[Extract]
- Opening Delimiter -

Leon (NHBS Catalogue Editor)
16 Nov 2020
Written for Hardback
Planet Earth might just as well be called Planet Water. Not only is our planet mostly ocean, life also started out here. Following his 2011 book Convergent Evolution
, palaeobiologist George R. McGhee returns to MIT Press and The Vienna Series in Theoretical Biology
to expand his examination to oceanic lifeforms, with the tantalising promise of applying the insights gained to astrobiology. I was particularly stoked for this second of a three-part dive into what I consider one of evolutionary biology’s most exciting topics.
Just to get you up to speed, convergent evolution refers to the ubiquitous pattern of evolution repeatedly hitting on the same or similar solutions to a problem in different organisms. McGhee’s coverage of this topic in his 2011 book was wide. Next to morphologies and behaviours in terrestrial animals, he examined convergent evolution in ecosystems and molecules such as DNA and protein. He also introduced the abstract concepts of theoretical morphology and the hyperdimensional morphospace where life is probing all possible and allowed options.
Convergent Evolution on Earth
can be thought of as an extension of his previous work. There is no repetition of these concepts and the coverage across different levels of organisation is absent. McGhee assumes familiarity with this and readers would do well to read the two books in sequence. If you do, the approach here will feel familiar, as most chapters again revolve around lists with examples. What is new is that McGhee broadens his examination of convergent evolution to behaviours and morphologies in marine
I will come right out and say that I found this book a more challenging read. The terrestrial species examined in his last book will be familiar to most, but this book deals with marine vertebrates and, mostly, invertebrates. There are numerous groups here that even biologists will not necessarily be familiar with, also because many extinct groups are discussed. Thus, the convergent evolution of chemosynthesis found in deepwater species far away from light covers ciliophorans, polychaete and oligochaete worms, and a wide array of living and extinct mollusc groups. The convergent evolution of different morphologies to deal with living on soft and unstable substrates covers sponges, corals, extinct bivalves such as bakeveliids, and all sorts of echinoderms. More familiar groups such as fish and cephalopods feature when discussing adaptations to moving and living in the water column (McGhee’s mention of the repeated re-evolution of the whole spectrum of ammonoid shell forms following mass extinctions made me smile, as it reminded me of Danna Staaf’s discussion of this phenomenon in her excellent Monarchs of the Sea
). And the convergent evolution of fundamental organ systems (e.g. nerves, muscles, or immune systems) reaches all the way back in time to some of the earliest invertebrate groups such as ctenophores, cnidarians, and bilaterians.
Of course, our land-dwelling, backboned vantage point makes us biased – for the longest time these invertebrate forms dominated life on Earth, and they are still instrumental to our ecosystems. Even so, most of us will not know what they look like, and this where the lack of images is much more noticeable than in McGhee’s previous book. The recent The Invertebrate Tree of Life
is a good reference work to have at hand, not just for the imagery, but also for the taxonomical content. Though it was published just after Convergent Evolution on Earth
and McGhee will not have had access to it, the taxonomy he has adopted closely mirrors that of Giribet & Edgecombe, with some exceptions deep in the tree of life that are known areas of contention.

- Closing Delimiter -

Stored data

- Opening Delimiter -

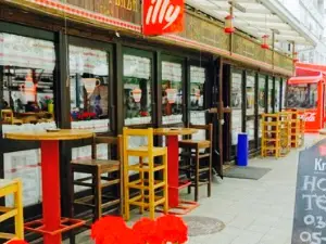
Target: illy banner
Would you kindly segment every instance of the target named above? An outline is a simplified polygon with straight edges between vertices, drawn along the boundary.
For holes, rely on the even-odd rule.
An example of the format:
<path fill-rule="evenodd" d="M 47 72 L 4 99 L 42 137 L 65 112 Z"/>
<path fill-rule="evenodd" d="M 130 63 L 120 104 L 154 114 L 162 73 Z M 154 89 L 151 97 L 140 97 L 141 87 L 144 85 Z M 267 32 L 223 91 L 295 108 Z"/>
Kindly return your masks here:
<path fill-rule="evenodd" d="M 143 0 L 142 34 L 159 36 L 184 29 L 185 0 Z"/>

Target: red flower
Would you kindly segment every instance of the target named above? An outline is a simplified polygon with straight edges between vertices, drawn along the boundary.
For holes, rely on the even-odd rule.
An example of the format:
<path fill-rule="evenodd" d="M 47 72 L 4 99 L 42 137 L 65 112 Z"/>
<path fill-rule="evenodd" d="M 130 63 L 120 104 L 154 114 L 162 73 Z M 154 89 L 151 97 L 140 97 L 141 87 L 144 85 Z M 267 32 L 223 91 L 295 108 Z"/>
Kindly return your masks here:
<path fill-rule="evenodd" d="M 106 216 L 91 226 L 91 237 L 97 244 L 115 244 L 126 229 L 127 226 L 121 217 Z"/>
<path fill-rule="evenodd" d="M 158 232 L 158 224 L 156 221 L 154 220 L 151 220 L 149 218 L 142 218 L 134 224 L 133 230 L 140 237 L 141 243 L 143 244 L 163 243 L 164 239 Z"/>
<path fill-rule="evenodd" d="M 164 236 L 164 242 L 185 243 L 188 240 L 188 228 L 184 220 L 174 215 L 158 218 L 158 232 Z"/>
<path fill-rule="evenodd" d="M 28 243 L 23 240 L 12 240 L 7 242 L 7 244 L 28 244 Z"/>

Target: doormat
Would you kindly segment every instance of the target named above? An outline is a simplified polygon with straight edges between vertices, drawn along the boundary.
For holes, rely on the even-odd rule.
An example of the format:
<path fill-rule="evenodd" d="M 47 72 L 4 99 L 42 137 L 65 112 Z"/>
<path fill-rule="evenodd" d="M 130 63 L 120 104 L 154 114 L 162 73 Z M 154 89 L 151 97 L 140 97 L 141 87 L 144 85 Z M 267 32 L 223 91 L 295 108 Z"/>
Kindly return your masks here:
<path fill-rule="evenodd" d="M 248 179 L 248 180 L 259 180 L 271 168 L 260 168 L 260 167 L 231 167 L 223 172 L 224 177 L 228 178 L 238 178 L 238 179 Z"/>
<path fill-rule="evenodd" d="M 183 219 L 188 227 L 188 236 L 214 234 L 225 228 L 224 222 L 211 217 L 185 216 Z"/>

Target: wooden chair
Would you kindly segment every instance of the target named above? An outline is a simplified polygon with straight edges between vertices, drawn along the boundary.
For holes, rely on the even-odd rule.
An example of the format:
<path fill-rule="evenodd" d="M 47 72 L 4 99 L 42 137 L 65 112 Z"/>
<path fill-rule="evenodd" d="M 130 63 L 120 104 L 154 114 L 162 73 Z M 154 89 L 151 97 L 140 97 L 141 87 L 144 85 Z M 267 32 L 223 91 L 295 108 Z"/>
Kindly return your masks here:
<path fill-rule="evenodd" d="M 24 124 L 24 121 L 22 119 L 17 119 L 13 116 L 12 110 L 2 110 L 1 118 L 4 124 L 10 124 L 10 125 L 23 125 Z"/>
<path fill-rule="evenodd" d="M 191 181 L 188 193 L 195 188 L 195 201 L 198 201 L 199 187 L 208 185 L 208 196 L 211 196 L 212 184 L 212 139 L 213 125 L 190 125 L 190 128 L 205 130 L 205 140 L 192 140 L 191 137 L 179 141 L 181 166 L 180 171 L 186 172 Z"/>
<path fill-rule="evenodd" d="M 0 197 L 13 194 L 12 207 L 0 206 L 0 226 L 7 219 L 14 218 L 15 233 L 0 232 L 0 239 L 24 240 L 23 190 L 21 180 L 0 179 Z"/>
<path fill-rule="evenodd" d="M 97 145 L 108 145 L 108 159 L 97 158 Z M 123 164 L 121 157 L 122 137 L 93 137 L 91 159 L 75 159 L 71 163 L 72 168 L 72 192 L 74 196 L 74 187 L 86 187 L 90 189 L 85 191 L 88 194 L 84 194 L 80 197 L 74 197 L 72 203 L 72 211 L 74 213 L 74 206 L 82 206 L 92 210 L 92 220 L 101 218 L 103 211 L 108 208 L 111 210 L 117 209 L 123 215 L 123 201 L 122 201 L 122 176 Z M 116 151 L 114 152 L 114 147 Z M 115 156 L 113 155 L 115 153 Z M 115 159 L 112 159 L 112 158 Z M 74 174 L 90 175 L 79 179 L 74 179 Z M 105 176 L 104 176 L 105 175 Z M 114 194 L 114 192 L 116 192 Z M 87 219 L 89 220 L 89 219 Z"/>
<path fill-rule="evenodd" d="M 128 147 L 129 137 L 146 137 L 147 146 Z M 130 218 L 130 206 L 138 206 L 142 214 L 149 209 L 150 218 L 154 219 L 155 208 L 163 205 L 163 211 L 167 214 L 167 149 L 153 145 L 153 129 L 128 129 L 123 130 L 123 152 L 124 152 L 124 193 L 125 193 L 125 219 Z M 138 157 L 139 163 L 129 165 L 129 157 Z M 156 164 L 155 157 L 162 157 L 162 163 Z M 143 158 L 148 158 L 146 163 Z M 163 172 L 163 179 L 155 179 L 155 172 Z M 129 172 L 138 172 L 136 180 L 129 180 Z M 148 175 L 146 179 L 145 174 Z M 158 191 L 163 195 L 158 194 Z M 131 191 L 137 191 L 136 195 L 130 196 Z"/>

- Closing Delimiter -

[Exercise set]
A: Can you sum up the book review above in two sentences?
B: How would you translate this sentence from the book review into Spanish: "Not only is our planet mostly ocean, life also started out here."

[Task solutions]
A: The review covers palaeobiologist George R. McGhee's Convergent Evolution on Earth, which extends his 2011 examination of convergent evolution to oceanic lifeforms and assumes readers are already familiar with the earlier book. The reviewer found it a more challenging read because it deals mostly with marine invertebrates and extinct groups that even biologists may not know, and notes that the lack of images is much more noticeable than in McGhee's previous book.

B: Nuestro planeta no solo es mayormente océano, sino que además la vida comenzó aquí.